*** Dataset content ***

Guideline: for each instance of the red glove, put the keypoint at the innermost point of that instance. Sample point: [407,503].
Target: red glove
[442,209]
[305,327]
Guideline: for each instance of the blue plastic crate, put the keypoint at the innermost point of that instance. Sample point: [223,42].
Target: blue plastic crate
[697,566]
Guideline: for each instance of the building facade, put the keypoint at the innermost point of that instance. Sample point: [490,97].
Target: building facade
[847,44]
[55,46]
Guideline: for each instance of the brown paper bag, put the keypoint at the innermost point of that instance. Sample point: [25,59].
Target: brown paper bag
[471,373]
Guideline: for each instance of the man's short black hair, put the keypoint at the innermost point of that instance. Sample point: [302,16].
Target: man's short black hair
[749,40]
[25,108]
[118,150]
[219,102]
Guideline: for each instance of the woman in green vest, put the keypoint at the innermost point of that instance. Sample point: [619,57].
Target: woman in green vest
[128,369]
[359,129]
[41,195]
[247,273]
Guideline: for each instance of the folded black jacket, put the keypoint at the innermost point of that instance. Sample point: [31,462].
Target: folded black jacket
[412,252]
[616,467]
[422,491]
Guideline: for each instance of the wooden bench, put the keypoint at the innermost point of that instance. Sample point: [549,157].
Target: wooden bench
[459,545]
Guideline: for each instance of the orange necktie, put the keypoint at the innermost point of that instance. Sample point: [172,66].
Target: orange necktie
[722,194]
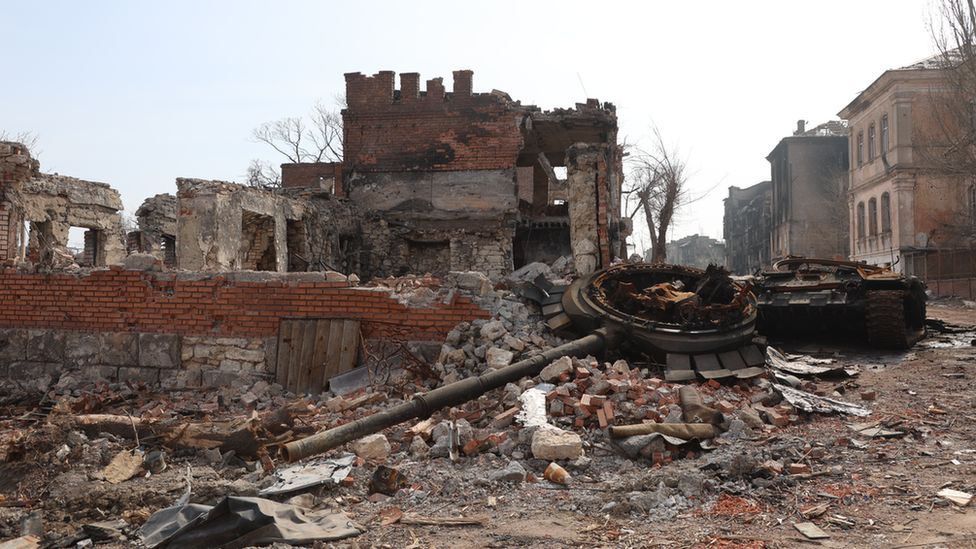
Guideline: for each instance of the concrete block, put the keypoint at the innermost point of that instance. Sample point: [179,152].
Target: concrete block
[159,350]
[13,345]
[45,346]
[81,349]
[99,372]
[23,371]
[149,376]
[119,348]
[218,378]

*** End of Dataset content ***

=== Directions for this task ===
Print the listing word for word, but omit the pictures.

=== Response to this task ===
Guideline: for each instance of the red glove, put the keypoint at the innermost point of that instance. Sample point: [407,503].
Target: red glove
[442,209]
[305,327]
Guideline: for each instance of the blue plastic crate, put the keypoint at the innermost point of that instance. Sample point: [223,42].
Target: blue plastic crate
[697,566]
Guideline: for each instance of the building facade, put the keypoint at the innermost point of that instance. Sample point: [490,97].
Target: building facade
[847,44]
[55,46]
Guideline: for each instance of the brown paper bag, put the keypoint at the innermost point of that instance. Sample point: [25,59].
Target: brown paper bag
[471,373]
Guideline: for each instance of the man's short black hair, put the keypoint at the innermost point of that instance. Sample point: [302,16].
Target: man's short black hair
[749,40]
[25,108]
[118,150]
[219,102]
Guideline: for each instance of the woman in green vest, put the keypoint at the innermost point of that instance. Sample point: [619,57].
Target: woman in green vest
[128,369]
[359,129]
[41,195]
[247,273]
Guideline: for each instance of the folded black jacket, put the keypoint at the innermost point of that instance. Sample point: [31,462].
Target: folded black jacket
[412,252]
[616,467]
[422,491]
Guideline: for each instance of the wooden bench, put the keypoint at the innermost point of that instance. Sample point: [549,157].
Target: wooden bench
[459,545]
Guideline: for each instance of the orange necktie, put the keypoint at the innermost point of that instance. Sample point: [172,66].
Target: orange necktie
[722,194]
Guideline: for each instance of the concrete block, put the keypoint at the innermost point of that instance. Sample point: [179,152].
Target: concrete block
[159,350]
[13,345]
[45,346]
[81,349]
[99,372]
[23,371]
[149,376]
[119,348]
[218,378]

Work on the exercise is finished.